:: CHECK YOUR UNDERSTANDING ::
1 – Answer these questions about the article:
(a) In which county is Dr John Lockley a GP?
(b) What legal provision does Dr Lockley hold up as the model for a GP opt-out clause?
(c) Who has opposed the plans to ban civil partnership ceremonies at Canterbury Christ Church University?
2 – Write out a passage of the article word for word, starting with "But she says" and going on through "for religious organisations.".

:: DOCUMENT EXCERPT ::
┌──

Friday, February 09, 2007

Gay Bashing GP - UK

An English GP has asked the UK Health Secretary, Patricia Hewitt, to give doctors the right to refuse to provide positive references for homosexual couples on grounds of conscience.

Dr John Lockley, a Bedfordshire GP, is an adviser to a non-religious adoption agency. He says that under the Equality Act if a doctor refuses to provide a positive reference for a gay couple wanting to adopt, even on grounds of conscience, he can be taken to court and even struck off.

Most GPs have to conduct examinations on potential adoptive parents and this may well cause a 'crisis of conscience' for GPs who have religious objections to homosexual adoption.

The campaign comes in the wake of the Government's refusal to grant an opt-out on conscience grounds to Catholic adoption agencies, in spite of appeals from both the head of the Catholic Church, Cardinal Cormac Murphy O'Connor and the head of the Anglican Church, Archbishop of Canterbury, Dr Rowan Williams.

'I will be failing to comply with the Government's proposed Sexual Orientations Regulations if I object to a homosexual couple as potential adoptive parents,' Dr Lockley said. 'If I am found to have discriminated against the couple and the claimants inform the General Medical Council, it will investigate and GPs who persistently refuse on conscience grounds to provide positive references for gay patients will risk being struck off.'

Dr Lockley said he had a 'very good relationship' with gay patients on his list. However, he added that if he was asked to provide detailed information about their suitability to bring up a child in a same-sex partnership, he would find it difficult 'on Christian conscience grounds'.

He believes Mrs Hewitt should ensure that the final regulations ought to offer GPs an opt-out clause, similar to Section 4 of the 1967 Abortion Act. This clause preserves the right of doctors to refuse to be involved in an abortion if they would be forced to act against their own conscience or ethics, though they must ensure the patient is referred to another clinician.

Meanwhile, the heads of a university closely aligned to the Church of England plan to ban civil partnership ceremonies on campus. The vice-chancellor, chair of governors and deputy pro-chancellor of Canterbury Christ Church University argue that the church's position on homosexuality makes it wrong to conduct lesbian and gay 'marriages' on the university's premises.

However, the plans have been opposed by student groups and members of staff, who believe that the proposal will damage the university's reputation.

Solicitor Katharine Landells, who has written a book on civil partnerships, says at the moment Canterbury Christ Church University is within its legal rights not to conduct civil partnerships because it is a private organisation.

But she says that the university will have to choose between conducting all civil marriages - gay and heterosexual - or none at all, if new equality legislation comes into force that forbids institutions licensed for civil marriage ceremonies to refuse to conduct civil partnerships without an opt-out clause for religious organisations.

└──

:: INFORMATION PROVIDED ::
┌──

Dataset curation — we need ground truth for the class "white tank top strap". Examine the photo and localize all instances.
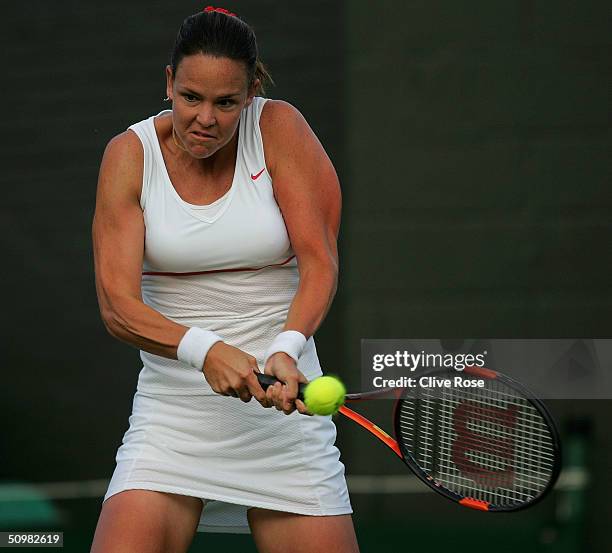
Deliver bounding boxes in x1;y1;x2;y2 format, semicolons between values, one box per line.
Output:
128;110;170;211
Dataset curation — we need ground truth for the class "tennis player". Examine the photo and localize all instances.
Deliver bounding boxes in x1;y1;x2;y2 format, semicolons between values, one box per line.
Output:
92;7;358;553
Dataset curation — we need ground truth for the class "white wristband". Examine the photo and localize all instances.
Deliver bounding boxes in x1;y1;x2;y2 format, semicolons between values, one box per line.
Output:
264;330;306;363
176;326;223;371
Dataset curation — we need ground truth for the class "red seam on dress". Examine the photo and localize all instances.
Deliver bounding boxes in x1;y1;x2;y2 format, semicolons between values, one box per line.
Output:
142;255;295;276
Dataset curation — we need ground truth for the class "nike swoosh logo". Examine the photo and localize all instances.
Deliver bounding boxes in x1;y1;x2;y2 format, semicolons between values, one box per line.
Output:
251;167;266;180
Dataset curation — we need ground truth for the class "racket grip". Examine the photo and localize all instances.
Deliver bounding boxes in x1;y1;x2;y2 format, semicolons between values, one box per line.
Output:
257;373;308;401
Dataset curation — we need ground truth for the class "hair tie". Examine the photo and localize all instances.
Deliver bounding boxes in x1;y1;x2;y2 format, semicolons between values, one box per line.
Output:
202;6;237;17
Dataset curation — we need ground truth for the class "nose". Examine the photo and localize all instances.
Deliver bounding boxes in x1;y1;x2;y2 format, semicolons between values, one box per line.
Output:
196;103;217;128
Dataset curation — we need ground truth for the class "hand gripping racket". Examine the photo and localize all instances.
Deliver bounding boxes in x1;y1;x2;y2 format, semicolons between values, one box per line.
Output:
257;367;561;512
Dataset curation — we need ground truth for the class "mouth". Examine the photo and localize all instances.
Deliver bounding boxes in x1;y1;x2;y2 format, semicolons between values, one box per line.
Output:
191;131;216;140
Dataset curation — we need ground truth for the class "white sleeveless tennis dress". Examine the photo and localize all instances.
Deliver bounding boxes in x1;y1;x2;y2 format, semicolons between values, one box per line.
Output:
104;97;352;532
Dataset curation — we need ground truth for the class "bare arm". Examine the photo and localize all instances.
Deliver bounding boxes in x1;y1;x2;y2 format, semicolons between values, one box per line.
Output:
93;131;188;359
261;101;341;337
260;101;341;414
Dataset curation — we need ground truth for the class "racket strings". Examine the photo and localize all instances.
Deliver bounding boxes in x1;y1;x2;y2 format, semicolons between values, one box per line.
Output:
398;380;555;506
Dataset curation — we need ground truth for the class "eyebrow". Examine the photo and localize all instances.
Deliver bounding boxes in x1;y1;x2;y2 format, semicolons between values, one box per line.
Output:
180;86;240;98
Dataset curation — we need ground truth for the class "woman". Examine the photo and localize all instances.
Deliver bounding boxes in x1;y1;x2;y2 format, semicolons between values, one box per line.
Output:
92;7;358;553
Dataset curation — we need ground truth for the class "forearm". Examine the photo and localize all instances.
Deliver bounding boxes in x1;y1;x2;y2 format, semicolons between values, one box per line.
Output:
102;297;188;359
284;263;338;338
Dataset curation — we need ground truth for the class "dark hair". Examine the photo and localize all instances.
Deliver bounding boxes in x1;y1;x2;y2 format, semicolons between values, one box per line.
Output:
170;11;274;94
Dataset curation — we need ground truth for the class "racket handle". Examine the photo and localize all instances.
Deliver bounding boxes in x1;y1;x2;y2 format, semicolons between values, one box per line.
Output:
257;373;308;401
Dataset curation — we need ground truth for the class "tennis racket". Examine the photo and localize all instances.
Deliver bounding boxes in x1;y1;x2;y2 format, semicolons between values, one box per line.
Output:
257;367;561;512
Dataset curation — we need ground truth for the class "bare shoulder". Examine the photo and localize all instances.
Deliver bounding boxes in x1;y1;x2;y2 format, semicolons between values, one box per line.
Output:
259;100;321;172
98;130;144;201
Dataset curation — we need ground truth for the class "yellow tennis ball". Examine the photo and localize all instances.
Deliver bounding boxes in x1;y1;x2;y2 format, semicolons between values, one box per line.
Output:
304;376;346;415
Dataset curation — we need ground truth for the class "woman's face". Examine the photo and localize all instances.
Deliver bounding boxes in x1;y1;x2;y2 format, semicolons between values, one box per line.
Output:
166;54;257;159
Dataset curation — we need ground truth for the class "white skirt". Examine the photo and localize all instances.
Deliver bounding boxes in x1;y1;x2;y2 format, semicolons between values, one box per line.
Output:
104;391;352;533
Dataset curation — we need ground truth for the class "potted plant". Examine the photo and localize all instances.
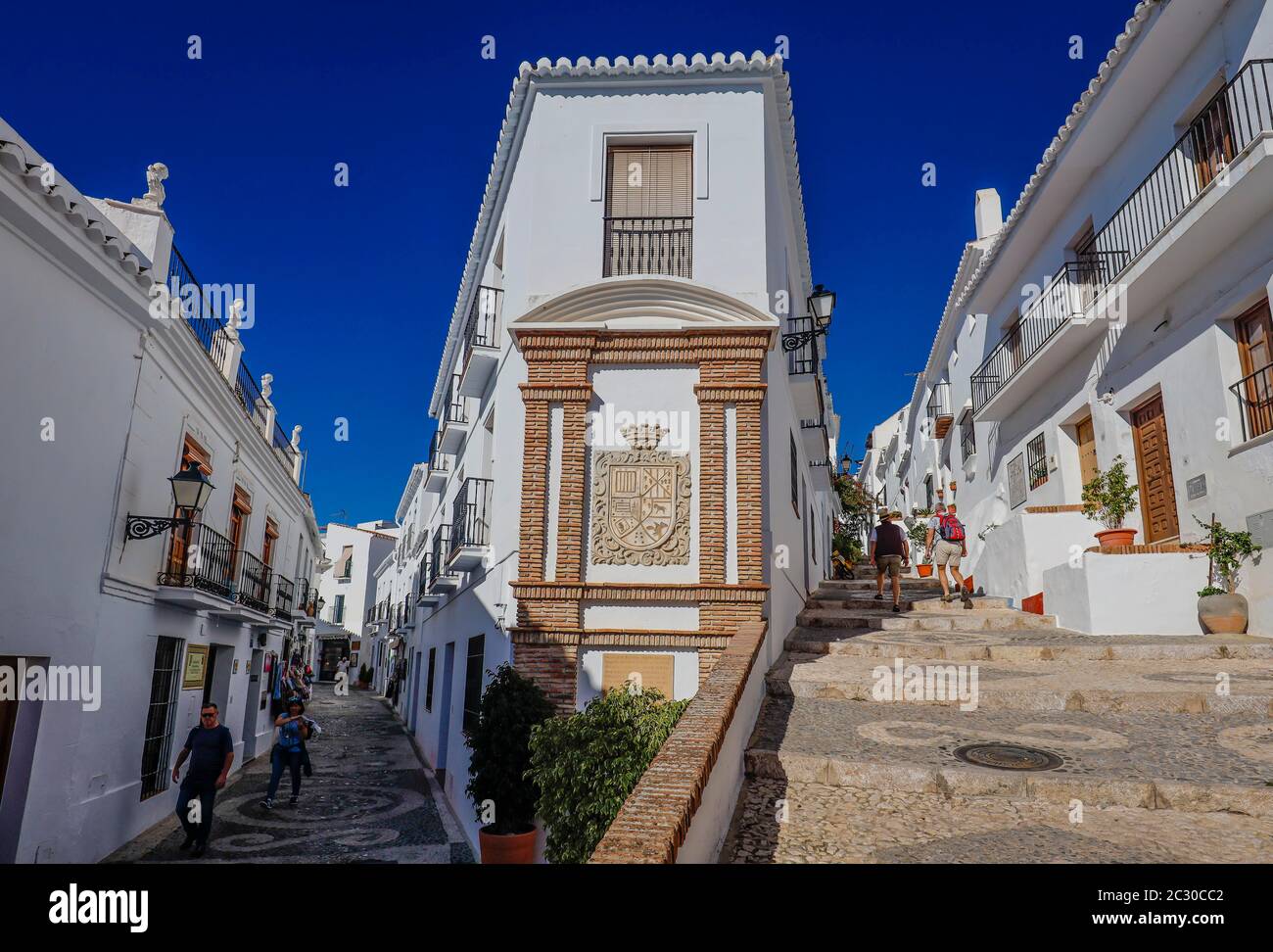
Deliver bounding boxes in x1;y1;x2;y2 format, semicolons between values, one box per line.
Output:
907;509;933;579
1194;517;1260;635
465;664;554;864
529;684;688;863
1083;455;1140;548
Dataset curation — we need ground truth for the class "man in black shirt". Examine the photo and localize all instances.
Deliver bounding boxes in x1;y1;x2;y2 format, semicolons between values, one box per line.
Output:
172;704;234;857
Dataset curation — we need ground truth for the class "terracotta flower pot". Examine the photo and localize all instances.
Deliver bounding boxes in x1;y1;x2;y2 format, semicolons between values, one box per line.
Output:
1096;530;1136;548
478;826;535;866
1198;594;1249;635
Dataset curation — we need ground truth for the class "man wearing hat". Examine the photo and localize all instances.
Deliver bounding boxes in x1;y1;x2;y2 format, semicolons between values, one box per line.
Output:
870;506;911;612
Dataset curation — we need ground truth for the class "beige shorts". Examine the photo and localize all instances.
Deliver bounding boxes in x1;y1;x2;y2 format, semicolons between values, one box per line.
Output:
875;555;901;578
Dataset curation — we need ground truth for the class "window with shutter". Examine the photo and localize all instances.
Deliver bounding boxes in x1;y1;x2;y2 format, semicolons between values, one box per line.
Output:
602;145;694;277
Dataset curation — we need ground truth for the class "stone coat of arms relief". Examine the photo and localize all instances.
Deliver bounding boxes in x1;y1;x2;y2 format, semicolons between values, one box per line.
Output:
592;424;692;565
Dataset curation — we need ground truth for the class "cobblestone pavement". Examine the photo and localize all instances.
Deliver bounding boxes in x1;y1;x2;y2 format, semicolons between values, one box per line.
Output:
105;685;472;863
722;572;1273;863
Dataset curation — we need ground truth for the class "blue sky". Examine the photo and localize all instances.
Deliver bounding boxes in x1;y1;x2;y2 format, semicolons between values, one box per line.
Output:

└──

:: OUTPUTS IN ORDER ::
1 –
(a) Bedfordshire
(b) Section 4 of the 1967 Abortion Act
(c) Student groups and members of staff

2 –
But she says that the university will have to choose between conducting all civil marriages - gay and heterosexual - or none at all, if new equality legislation comes into force that forbids institutions licensed for civil marriage ceremonies to refuse to conduct civil partnerships without an opt-out clause for religious organisations.